— begin —

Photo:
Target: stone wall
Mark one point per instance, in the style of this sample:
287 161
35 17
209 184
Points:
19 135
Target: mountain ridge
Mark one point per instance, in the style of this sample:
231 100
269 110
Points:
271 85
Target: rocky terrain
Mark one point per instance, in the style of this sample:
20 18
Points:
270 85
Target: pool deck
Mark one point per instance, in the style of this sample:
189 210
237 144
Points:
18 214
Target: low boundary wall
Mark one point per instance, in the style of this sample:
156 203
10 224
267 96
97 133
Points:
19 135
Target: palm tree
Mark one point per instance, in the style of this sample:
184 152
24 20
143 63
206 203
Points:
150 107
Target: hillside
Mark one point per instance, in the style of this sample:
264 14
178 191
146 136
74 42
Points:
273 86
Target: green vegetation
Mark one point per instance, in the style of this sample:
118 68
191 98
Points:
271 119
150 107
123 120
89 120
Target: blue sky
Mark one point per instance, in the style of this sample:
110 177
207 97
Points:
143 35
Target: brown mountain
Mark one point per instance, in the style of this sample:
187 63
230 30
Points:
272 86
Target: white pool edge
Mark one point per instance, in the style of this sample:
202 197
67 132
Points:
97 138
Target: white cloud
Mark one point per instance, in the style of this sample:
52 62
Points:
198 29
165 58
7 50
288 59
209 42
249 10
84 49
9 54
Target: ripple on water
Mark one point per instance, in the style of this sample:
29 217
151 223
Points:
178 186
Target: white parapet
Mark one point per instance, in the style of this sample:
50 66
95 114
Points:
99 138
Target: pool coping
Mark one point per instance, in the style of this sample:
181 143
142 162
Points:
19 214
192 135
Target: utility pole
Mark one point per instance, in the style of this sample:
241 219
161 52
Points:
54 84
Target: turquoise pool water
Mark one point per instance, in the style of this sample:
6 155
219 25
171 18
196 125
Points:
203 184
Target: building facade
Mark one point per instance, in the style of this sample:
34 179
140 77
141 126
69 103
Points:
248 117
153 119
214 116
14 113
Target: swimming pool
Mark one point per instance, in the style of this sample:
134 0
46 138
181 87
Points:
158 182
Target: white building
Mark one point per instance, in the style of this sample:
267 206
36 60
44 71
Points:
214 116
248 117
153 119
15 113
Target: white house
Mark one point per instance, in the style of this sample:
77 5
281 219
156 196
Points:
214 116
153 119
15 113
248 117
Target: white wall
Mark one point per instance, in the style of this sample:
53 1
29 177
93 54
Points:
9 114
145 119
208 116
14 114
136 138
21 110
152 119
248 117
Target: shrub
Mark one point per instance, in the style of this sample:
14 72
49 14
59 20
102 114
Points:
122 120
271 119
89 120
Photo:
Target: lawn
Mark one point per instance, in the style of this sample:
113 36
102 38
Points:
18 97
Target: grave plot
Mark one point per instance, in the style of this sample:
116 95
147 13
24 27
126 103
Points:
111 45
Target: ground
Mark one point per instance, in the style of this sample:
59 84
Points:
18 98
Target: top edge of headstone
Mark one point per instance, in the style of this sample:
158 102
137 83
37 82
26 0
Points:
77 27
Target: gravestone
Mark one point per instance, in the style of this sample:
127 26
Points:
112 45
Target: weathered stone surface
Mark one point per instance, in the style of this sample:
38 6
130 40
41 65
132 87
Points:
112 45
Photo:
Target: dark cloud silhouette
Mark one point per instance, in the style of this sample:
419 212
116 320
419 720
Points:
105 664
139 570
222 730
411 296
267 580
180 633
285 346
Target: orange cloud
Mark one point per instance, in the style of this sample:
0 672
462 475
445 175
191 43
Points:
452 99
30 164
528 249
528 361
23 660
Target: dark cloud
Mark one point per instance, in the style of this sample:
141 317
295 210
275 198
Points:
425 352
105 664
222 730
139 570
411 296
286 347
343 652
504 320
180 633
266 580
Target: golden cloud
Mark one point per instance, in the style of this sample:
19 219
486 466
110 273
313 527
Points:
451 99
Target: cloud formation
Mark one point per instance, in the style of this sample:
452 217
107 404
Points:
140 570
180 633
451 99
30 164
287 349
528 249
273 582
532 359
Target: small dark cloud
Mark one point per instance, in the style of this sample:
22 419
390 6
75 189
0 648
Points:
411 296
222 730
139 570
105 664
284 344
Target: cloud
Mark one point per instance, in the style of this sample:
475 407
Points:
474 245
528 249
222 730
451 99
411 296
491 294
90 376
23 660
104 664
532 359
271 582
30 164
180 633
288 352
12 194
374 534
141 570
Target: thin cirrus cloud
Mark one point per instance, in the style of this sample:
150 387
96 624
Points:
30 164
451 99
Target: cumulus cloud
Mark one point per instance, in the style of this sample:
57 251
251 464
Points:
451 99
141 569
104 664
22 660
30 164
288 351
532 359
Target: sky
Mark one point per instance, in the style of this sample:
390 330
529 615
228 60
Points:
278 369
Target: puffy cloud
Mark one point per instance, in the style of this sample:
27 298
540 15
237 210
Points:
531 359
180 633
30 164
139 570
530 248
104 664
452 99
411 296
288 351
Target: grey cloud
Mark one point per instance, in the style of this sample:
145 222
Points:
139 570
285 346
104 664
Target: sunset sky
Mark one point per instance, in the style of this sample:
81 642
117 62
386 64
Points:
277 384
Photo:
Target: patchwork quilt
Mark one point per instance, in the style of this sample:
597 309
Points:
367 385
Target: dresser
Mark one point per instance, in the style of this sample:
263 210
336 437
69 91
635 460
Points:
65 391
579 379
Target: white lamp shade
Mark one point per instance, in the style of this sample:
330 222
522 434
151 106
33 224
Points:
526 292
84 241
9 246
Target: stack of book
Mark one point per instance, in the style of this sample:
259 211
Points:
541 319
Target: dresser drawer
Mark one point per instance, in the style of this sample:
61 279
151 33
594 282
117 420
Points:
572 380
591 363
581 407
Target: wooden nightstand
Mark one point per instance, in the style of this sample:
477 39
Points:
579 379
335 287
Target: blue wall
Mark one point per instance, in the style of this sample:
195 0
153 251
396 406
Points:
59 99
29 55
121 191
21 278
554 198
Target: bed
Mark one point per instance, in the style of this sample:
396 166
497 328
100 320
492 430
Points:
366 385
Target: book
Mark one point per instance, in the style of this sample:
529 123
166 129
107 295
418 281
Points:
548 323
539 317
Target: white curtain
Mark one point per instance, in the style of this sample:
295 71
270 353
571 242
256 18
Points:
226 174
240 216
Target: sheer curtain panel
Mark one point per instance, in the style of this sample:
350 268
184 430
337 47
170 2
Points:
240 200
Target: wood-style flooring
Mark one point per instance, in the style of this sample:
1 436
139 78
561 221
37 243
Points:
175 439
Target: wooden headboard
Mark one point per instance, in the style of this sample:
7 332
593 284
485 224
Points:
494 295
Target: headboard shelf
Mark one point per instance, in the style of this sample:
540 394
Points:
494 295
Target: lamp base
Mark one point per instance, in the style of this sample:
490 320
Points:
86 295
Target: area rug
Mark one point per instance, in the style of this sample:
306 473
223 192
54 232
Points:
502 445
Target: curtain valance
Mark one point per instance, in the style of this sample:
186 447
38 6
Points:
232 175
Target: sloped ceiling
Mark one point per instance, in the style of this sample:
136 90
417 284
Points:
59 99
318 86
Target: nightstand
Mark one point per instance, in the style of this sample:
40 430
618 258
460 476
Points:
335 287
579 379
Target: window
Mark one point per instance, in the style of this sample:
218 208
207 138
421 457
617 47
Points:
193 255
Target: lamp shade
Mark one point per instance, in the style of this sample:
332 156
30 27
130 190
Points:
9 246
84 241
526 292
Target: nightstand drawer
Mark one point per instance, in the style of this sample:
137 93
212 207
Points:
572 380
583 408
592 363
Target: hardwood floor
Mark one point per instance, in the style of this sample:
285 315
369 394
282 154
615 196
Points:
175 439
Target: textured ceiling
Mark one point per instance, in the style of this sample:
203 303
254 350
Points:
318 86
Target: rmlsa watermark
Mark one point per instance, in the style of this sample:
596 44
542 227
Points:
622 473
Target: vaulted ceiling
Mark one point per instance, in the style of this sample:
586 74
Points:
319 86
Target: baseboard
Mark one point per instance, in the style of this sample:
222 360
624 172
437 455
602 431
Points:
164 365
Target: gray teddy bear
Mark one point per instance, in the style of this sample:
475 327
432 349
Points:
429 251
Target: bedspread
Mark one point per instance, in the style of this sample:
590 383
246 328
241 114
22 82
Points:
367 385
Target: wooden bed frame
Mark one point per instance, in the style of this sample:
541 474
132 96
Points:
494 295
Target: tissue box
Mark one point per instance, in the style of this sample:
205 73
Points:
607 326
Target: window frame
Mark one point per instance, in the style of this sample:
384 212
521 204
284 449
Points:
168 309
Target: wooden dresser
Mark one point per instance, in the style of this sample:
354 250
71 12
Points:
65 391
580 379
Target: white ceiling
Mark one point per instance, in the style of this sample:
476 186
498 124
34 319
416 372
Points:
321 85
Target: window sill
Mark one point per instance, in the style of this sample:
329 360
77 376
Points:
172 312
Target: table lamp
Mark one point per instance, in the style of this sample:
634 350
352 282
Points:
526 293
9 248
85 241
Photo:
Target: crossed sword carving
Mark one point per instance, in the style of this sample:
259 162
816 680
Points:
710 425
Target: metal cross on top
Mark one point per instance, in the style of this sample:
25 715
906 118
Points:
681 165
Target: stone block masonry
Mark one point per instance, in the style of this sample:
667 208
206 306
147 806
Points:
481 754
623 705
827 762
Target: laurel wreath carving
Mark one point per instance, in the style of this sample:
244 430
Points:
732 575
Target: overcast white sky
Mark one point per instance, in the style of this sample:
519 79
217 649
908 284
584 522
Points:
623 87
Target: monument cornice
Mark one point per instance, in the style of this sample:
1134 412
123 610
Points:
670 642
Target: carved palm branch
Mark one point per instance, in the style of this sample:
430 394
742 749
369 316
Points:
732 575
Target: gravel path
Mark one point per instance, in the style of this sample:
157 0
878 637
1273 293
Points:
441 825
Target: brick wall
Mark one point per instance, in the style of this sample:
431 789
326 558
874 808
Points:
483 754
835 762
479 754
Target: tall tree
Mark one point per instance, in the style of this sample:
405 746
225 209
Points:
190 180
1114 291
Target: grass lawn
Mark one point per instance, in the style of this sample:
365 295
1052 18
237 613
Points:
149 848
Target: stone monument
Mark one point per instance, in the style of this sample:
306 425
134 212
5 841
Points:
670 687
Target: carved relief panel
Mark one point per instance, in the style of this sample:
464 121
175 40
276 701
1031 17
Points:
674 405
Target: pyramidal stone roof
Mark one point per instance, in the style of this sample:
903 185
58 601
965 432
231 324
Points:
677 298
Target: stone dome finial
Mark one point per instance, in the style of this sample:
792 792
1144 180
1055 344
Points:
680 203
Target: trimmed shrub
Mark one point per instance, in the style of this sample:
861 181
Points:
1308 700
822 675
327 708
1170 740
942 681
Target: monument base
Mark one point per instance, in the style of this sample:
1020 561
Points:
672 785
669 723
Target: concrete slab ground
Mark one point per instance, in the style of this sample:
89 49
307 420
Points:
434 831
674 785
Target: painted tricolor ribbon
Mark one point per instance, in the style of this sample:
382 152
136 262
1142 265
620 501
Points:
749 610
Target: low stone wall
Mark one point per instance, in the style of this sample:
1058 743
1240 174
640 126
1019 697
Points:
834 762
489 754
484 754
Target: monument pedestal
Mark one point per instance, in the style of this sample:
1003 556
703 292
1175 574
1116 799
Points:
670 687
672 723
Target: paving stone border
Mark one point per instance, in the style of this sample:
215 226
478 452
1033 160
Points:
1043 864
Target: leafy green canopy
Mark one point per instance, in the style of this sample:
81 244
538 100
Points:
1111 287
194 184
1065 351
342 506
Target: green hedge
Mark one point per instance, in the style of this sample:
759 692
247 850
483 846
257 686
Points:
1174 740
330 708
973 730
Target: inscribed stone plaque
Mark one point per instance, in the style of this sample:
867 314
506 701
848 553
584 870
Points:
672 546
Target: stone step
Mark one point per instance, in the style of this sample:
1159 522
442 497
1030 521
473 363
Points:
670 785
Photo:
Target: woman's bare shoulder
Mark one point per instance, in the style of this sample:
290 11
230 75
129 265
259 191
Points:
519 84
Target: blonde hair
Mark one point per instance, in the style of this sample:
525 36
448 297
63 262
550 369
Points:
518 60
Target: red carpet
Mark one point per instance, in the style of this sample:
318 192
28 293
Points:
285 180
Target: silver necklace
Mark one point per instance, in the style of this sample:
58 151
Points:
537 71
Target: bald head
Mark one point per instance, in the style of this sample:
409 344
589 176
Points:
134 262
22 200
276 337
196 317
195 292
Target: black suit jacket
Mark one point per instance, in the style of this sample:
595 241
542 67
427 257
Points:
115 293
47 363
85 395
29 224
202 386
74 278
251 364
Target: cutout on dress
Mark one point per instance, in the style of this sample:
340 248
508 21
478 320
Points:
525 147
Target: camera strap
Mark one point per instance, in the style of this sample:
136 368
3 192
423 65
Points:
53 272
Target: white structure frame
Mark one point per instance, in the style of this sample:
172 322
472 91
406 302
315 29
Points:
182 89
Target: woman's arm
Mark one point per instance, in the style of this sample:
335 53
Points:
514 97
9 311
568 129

— end —

Could you copy the rows exactly, starting with the line that contains "Target: inscribed stone plaque" and ending with the last line of the rows, with both ends included?

THE SOLUTION >>
Target: inscribed stone plaque
Mark one point per instance, in the style of this sample:
867 314
506 701
848 553
584 870
Points:
672 546
Target: stone step
Mark one point per instance, in the style of this sample:
1159 522
442 497
1030 521
473 363
Points:
670 785
Photo:
Target: woman's bare shoulder
Mark one point per instance, in the style of this sample:
290 11
230 75
129 265
259 191
Points:
519 84
Target: blonde hair
Mark one point per instance, in the style of this sample:
525 36
448 297
63 262
550 369
Points:
518 60
Target: red carpet
Mark one point per instance, in the style of this sample:
318 192
28 293
Points:
285 180
Target: silver necklace
Mark one point per instance, in the style of this sample:
58 151
Points:
537 71
Target: bald head
Mark one point per instance, in the style of this sample:
409 344
589 176
Points:
134 262
22 200
276 337
196 317
195 292
Target: black suit jacket
Mark one point per instance, in the style of this sample:
595 241
542 67
427 257
Points:
115 293
47 363
85 395
29 224
202 386
74 278
251 364
Target: cutout on dress
Mark one point per instance, in the style of this sample:
340 248
508 21
478 320
Points:
525 147
Target: camera strap
Mark one point per instance, in the style of this sample:
136 368
3 192
423 65
Points:
53 272
Target: white structure frame
Mark one point per instance, in the style of this sample:
172 322
472 91
406 302
315 29
Points:
182 89
Target: woman's arm
Mark one point per instance, in the style of this sample:
335 53
Points:
514 97
9 311
568 129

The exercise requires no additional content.